-- Begin --

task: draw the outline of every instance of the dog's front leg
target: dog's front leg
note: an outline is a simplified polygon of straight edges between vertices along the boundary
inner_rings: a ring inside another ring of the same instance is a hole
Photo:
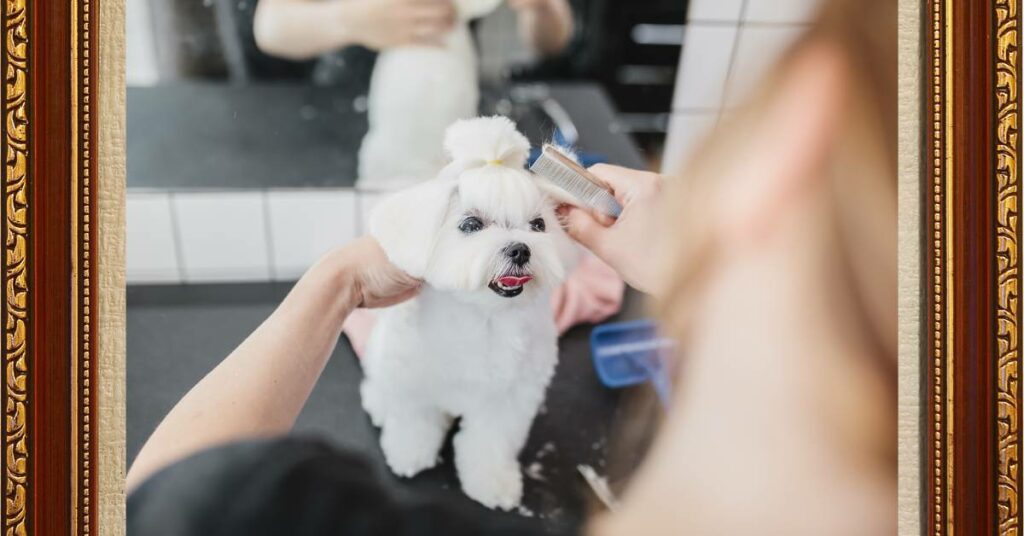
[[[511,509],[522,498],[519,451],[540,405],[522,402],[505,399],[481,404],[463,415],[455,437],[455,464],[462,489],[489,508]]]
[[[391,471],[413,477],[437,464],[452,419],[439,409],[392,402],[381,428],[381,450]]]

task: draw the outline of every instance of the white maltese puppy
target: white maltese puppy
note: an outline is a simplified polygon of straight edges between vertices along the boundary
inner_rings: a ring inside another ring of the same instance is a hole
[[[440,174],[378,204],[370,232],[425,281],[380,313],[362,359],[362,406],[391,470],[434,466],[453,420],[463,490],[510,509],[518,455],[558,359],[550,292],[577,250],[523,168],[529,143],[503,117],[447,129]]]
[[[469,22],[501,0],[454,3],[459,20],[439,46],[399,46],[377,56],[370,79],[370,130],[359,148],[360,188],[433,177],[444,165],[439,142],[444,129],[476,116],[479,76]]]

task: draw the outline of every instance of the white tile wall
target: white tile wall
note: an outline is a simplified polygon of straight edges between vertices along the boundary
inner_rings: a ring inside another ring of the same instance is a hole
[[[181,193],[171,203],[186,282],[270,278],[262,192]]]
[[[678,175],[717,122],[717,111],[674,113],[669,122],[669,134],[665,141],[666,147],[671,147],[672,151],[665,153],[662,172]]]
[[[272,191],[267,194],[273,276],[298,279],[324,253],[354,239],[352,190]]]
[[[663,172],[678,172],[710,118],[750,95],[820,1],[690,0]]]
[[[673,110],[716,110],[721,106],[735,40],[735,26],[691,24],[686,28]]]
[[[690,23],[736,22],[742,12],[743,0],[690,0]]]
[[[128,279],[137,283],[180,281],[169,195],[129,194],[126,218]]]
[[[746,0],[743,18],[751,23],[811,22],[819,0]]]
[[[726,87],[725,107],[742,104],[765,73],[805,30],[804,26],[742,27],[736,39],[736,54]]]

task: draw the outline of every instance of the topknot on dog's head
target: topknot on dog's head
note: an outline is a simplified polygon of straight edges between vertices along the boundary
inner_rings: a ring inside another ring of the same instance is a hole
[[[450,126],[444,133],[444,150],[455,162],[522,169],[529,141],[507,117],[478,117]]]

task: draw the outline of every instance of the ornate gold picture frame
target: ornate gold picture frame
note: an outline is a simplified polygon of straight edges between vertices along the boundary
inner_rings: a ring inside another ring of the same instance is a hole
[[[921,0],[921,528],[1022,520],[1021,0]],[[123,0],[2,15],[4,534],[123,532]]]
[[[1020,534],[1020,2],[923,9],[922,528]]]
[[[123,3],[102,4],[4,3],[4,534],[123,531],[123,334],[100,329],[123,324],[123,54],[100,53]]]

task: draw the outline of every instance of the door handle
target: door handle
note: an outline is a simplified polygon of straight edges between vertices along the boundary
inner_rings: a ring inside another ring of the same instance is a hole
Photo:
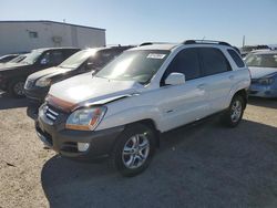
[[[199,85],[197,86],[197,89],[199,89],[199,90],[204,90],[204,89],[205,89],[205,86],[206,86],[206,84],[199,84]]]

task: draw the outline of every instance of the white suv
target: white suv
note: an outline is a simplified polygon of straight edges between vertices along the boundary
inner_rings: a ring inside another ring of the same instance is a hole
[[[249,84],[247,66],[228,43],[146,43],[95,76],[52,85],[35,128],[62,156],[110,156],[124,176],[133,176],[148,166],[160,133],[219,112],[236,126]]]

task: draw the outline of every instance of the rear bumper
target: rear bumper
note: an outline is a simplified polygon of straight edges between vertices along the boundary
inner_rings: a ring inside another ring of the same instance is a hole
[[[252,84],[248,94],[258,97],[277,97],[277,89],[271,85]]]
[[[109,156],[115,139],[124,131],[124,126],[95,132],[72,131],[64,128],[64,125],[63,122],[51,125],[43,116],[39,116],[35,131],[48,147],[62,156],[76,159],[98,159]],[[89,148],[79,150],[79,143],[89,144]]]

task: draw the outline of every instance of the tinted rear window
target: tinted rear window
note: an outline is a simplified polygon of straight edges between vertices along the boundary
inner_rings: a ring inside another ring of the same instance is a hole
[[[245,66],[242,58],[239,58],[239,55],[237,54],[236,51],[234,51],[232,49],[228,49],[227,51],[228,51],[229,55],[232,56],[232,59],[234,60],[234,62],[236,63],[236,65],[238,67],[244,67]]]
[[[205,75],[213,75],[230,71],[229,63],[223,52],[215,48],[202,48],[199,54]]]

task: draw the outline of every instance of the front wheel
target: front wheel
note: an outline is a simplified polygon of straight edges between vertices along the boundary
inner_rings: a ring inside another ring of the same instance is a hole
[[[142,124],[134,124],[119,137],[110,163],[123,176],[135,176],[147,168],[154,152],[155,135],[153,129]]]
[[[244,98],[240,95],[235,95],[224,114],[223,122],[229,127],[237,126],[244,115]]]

-- End --

— Exercise directions —
Reproduce all of the entries above verbatim, line for line, leaving out the pictures.

— Final result —
task: draw the outline of every instance of the dog's front leg
target: dog's front leg
note: an outline is a simplified polygon of straight edges between vertices along the boundary
inner_rings: a ring inside another ring of the same instance is a hole
Photo:
[[[511,509],[522,498],[519,451],[540,405],[522,402],[505,399],[481,404],[463,415],[455,437],[455,464],[462,489],[489,508]]]
[[[391,471],[413,477],[437,464],[452,419],[439,409],[392,402],[381,428],[381,450]]]

task: draw the outline of every instance of the white maltese puppy
target: white maltese puppy
note: an outline is a simplified polygon of straight edges between vertices along the boundary
inner_rings: a ring inside another ring of the same instance is a hole
[[[440,174],[378,204],[370,232],[425,281],[380,313],[362,359],[362,406],[391,470],[434,466],[453,420],[463,490],[510,509],[518,455],[558,359],[550,292],[577,250],[523,168],[529,143],[503,117],[447,129]]]
[[[469,22],[501,0],[454,3],[459,20],[439,46],[399,46],[377,56],[370,79],[370,130],[359,148],[360,188],[433,177],[444,165],[439,142],[444,129],[476,116],[479,76]]]

task: draw the outline of every instance of the white tile wall
target: white tile wall
note: an outline is a simplified polygon of straight edges between vertices along the boundary
inner_rings: a ring inside another ring of the same instance is a hole
[[[181,193],[171,203],[186,282],[270,278],[262,192]]]
[[[678,175],[717,122],[717,111],[674,113],[669,122],[669,134],[665,141],[666,147],[671,147],[672,151],[665,153],[662,172]]]
[[[272,191],[267,194],[273,276],[298,279],[324,253],[354,239],[352,190]]]
[[[663,172],[678,172],[710,118],[750,95],[820,1],[690,0]]]
[[[673,110],[716,110],[721,106],[735,40],[735,26],[691,24],[686,28]]]
[[[690,23],[736,22],[742,12],[743,0],[690,0]]]
[[[128,279],[137,283],[180,281],[169,195],[129,194],[126,218]]]
[[[746,0],[743,18],[751,23],[811,22],[819,0]]]
[[[726,87],[725,107],[742,104],[765,73],[805,30],[804,26],[742,27],[736,39],[736,54]]]

task: draw the outline of every instance of the topknot on dog's head
target: topknot on dog's head
note: an outline is a simplified polygon of straight edges between vertices along the boundary
inner_rings: a ring inside another ring of the same instance is a hole
[[[450,126],[444,133],[444,150],[455,162],[522,169],[529,141],[507,117],[478,117]]]

task: draw the outline of every instance of the ornate gold picture frame
target: ornate gold picture frame
note: an outline is a simplified polygon of straight edges between vertices along the boundary
inner_rings: a ring inside another ring of the same instance is a hole
[[[921,0],[921,528],[1022,520],[1021,0]],[[123,0],[2,15],[4,534],[123,532]]]
[[[1020,534],[1020,2],[923,9],[922,528]]]
[[[123,3],[102,4],[4,3],[4,534],[123,531],[123,334],[100,329],[123,324],[123,54],[100,53]]]

task: draw the outline of every instance of the door handle
target: door handle
note: an outline is a simplified polygon of straight edges between vertices along the boundary
inner_rings: a ring inside another ring of the same instance is a hole
Photo:
[[[199,85],[197,86],[197,89],[199,89],[199,90],[204,90],[204,89],[205,89],[205,86],[206,86],[206,84],[199,84]]]

task: draw the outline of every instance of the white suv
target: white suv
note: an outline is a simplified polygon of straight edges between vertices along the boundary
inner_rings: a ring inside another ring of the same instance is a hole
[[[249,84],[247,66],[228,43],[146,43],[95,76],[52,85],[35,128],[62,156],[110,156],[124,176],[133,176],[148,166],[160,133],[219,112],[236,126]]]

task: draw the outline of every instance of the rear bumper
target: rear bumper
note: an outline is a simplified polygon of straight edges between vertices along the boundary
inner_rings: a ring inside another ring of the same instance is a hole
[[[252,84],[248,94],[258,97],[277,97],[277,89],[271,85]]]
[[[109,156],[115,139],[124,131],[124,126],[95,132],[72,131],[64,128],[64,125],[63,122],[51,125],[43,116],[39,116],[35,131],[48,147],[62,156],[76,159],[98,159]],[[89,148],[79,150],[79,143],[89,144]]]

task: draw the outline of every instance of the tinted rear window
target: tinted rear window
note: an outline is a simplified polygon of straight edges between vertices along the boundary
inner_rings: a ring inside another ring of the same instance is a hole
[[[245,66],[242,58],[239,58],[239,55],[237,54],[236,51],[234,51],[232,49],[228,49],[227,51],[228,51],[229,55],[232,56],[232,59],[234,60],[234,62],[236,63],[236,65],[238,67],[244,67]]]
[[[205,75],[213,75],[230,71],[229,63],[223,52],[215,48],[202,48],[199,54]]]

task: draw the outline of every instance of the front wheel
target: front wheel
note: an outline is a simplified polygon of straight edges between vertices along the boundary
inner_rings: a ring inside another ring of the same instance is a hole
[[[142,124],[134,124],[119,137],[110,163],[123,176],[135,176],[147,168],[154,152],[155,135],[153,129]]]
[[[244,98],[240,95],[235,95],[224,114],[223,122],[229,127],[237,126],[244,115]]]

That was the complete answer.